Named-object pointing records
>> BEGIN

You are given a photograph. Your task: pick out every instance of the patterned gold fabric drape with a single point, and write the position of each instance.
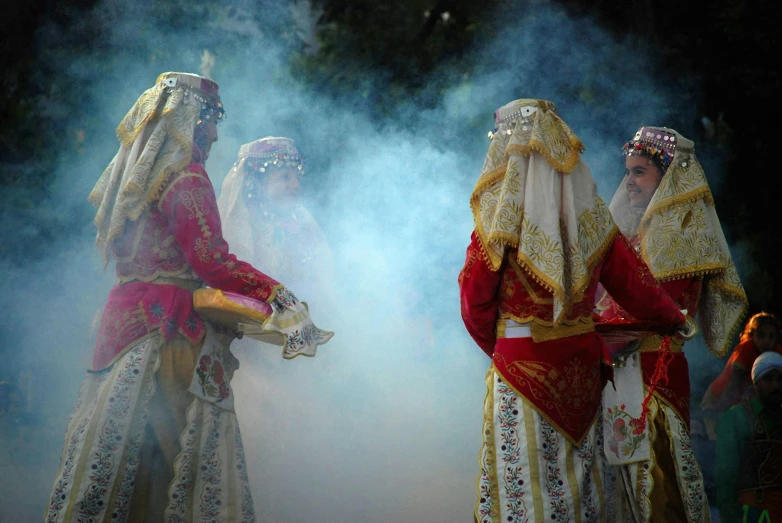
(535, 193)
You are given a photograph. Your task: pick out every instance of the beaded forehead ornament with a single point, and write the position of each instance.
(657, 143)
(270, 153)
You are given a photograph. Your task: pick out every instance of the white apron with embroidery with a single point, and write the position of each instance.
(625, 440)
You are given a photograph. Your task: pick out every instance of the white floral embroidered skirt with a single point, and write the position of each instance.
(628, 488)
(101, 462)
(530, 471)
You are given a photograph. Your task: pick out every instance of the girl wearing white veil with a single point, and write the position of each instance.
(264, 219)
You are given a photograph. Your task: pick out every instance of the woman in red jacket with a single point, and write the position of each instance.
(664, 205)
(761, 334)
(153, 435)
(543, 239)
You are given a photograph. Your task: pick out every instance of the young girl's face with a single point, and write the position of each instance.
(765, 337)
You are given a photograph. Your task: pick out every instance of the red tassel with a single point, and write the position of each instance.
(660, 376)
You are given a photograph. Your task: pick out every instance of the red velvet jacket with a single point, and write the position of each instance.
(562, 377)
(676, 392)
(179, 236)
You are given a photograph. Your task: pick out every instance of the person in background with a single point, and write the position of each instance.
(749, 449)
(543, 239)
(761, 334)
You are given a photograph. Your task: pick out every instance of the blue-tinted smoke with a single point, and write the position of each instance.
(384, 424)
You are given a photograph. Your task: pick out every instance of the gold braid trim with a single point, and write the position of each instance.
(135, 213)
(544, 323)
(566, 167)
(688, 272)
(578, 288)
(702, 193)
(159, 95)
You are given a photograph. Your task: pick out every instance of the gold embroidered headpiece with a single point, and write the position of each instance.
(537, 196)
(156, 140)
(657, 143)
(271, 152)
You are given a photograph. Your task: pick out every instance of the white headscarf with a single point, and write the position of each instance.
(767, 361)
(537, 195)
(156, 141)
(681, 235)
(301, 259)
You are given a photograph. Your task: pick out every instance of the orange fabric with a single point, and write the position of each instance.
(666, 498)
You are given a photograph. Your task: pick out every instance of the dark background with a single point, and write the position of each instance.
(723, 59)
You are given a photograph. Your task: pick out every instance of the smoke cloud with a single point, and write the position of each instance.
(384, 424)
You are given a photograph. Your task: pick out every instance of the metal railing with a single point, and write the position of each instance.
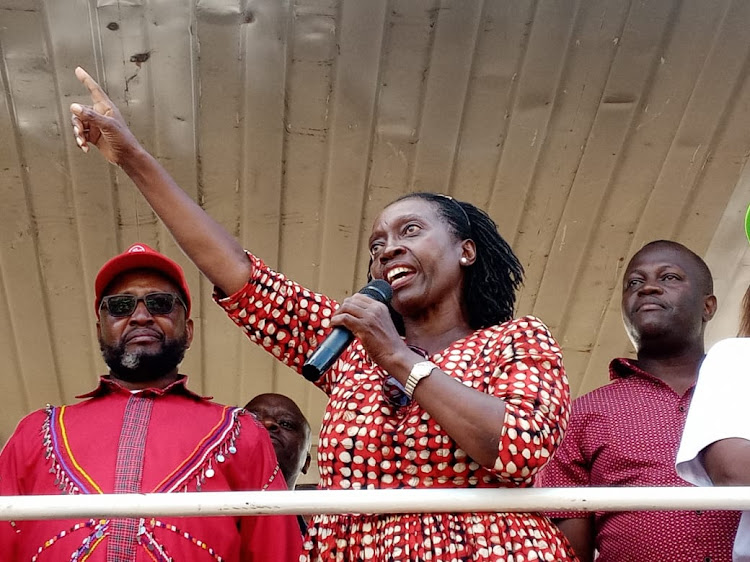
(373, 501)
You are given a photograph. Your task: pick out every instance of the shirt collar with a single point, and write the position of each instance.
(108, 385)
(621, 367)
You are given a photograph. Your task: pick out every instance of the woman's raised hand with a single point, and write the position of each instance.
(101, 123)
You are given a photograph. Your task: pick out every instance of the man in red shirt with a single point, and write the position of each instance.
(627, 432)
(289, 431)
(141, 430)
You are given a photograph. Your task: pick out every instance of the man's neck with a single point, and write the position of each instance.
(160, 382)
(677, 369)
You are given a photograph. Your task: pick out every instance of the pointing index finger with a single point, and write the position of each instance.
(97, 94)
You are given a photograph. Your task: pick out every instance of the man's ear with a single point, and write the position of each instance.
(189, 331)
(306, 466)
(709, 308)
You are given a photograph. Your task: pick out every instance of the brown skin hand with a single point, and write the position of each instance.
(473, 419)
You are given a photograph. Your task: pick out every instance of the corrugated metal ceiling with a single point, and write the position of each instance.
(585, 128)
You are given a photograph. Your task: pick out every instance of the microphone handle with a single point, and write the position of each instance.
(327, 353)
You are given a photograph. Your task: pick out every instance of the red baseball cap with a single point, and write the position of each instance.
(140, 256)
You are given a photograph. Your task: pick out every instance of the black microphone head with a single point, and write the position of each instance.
(378, 290)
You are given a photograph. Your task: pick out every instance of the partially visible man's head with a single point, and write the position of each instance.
(667, 296)
(289, 432)
(143, 304)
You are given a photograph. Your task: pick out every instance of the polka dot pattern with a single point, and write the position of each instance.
(369, 442)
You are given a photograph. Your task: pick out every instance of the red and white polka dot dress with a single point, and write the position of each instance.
(368, 440)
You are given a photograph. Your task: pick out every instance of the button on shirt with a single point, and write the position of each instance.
(626, 434)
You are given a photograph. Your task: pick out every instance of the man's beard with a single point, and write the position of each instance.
(140, 365)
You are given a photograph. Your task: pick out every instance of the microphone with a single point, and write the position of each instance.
(340, 338)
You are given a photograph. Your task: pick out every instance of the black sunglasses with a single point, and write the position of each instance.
(120, 306)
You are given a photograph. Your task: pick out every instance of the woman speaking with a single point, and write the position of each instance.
(444, 389)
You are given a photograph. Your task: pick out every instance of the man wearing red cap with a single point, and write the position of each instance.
(141, 430)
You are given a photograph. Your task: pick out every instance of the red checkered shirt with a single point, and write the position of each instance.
(626, 434)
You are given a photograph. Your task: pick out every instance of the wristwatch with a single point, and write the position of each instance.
(418, 372)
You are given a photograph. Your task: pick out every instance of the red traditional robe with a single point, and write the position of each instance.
(169, 440)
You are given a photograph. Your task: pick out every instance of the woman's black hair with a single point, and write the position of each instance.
(490, 283)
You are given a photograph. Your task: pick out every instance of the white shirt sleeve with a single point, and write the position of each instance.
(719, 408)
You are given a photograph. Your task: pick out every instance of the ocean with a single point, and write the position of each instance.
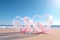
(11, 26)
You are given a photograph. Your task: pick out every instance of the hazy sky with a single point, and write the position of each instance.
(9, 9)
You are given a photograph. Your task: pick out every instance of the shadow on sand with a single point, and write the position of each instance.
(14, 35)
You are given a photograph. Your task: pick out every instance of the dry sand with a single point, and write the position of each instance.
(13, 34)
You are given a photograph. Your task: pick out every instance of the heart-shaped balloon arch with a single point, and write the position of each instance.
(27, 25)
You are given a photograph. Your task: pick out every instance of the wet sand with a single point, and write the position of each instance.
(13, 34)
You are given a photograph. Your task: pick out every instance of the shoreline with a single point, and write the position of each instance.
(13, 34)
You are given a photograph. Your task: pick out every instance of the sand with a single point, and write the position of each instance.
(13, 34)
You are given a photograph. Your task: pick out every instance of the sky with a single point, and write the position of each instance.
(9, 9)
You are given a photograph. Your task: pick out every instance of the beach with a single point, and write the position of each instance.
(13, 34)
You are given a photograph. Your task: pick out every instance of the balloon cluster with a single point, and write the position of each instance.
(28, 25)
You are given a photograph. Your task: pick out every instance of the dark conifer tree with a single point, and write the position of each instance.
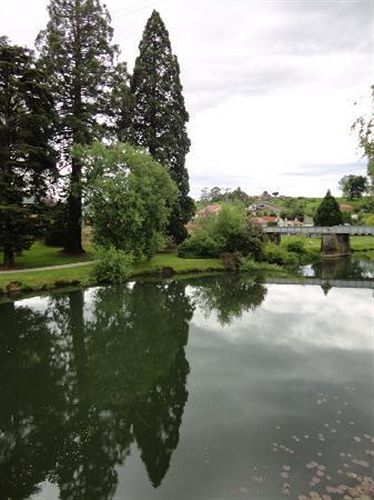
(328, 213)
(77, 53)
(159, 114)
(27, 159)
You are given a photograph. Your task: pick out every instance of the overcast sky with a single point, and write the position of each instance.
(270, 85)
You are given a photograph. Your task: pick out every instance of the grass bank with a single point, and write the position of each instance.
(161, 264)
(40, 255)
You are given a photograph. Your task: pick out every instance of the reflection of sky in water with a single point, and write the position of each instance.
(279, 400)
(270, 396)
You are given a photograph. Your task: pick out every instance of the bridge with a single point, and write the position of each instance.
(369, 284)
(315, 230)
(335, 239)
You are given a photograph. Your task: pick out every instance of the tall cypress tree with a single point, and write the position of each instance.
(159, 114)
(77, 53)
(27, 158)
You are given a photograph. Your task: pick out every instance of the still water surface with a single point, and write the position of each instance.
(212, 388)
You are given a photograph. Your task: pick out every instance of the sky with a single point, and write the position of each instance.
(272, 87)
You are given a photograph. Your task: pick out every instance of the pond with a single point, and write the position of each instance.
(216, 387)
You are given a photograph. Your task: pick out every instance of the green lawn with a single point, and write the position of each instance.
(358, 243)
(40, 255)
(42, 280)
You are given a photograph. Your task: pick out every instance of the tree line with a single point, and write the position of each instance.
(75, 90)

>> END

Exercise
Write out, word for word, the line containing "of the reflection" and every line after it to the end of the data above.

Solution for this task
You are given a photograph. Your task: pick out every instance of the reflection of sky in water with a single point, and write the position of each instance.
(279, 400)
(270, 396)
You are given a photograph. Your task: pick out every instance of the bridge with a single point, and write the position of each instance.
(369, 284)
(315, 230)
(335, 239)
You are given a photograph. Your task: pick out every instance of the tall cypress tree with a single point, and write the position of each instance.
(159, 114)
(77, 53)
(27, 158)
You are given a photograph. Your task: pick out every instance of the still water surface with a single point, and write the position of each instance.
(212, 388)
You are given a photograph. Your task: pick out every instance of the sky with a single point, and write the position of each instance.
(272, 87)
You are given a photograph. Your task: pick out every instance of the pond with a single point, and write the position of each instance.
(216, 387)
You are given a photograph. Your task: pick out every instance of the green lawn with a single point, and write the position of each instance.
(358, 243)
(40, 255)
(42, 280)
You are given a photograph. Your task: pick out every instance of the tree line with a single point, and write the position of each instance.
(75, 90)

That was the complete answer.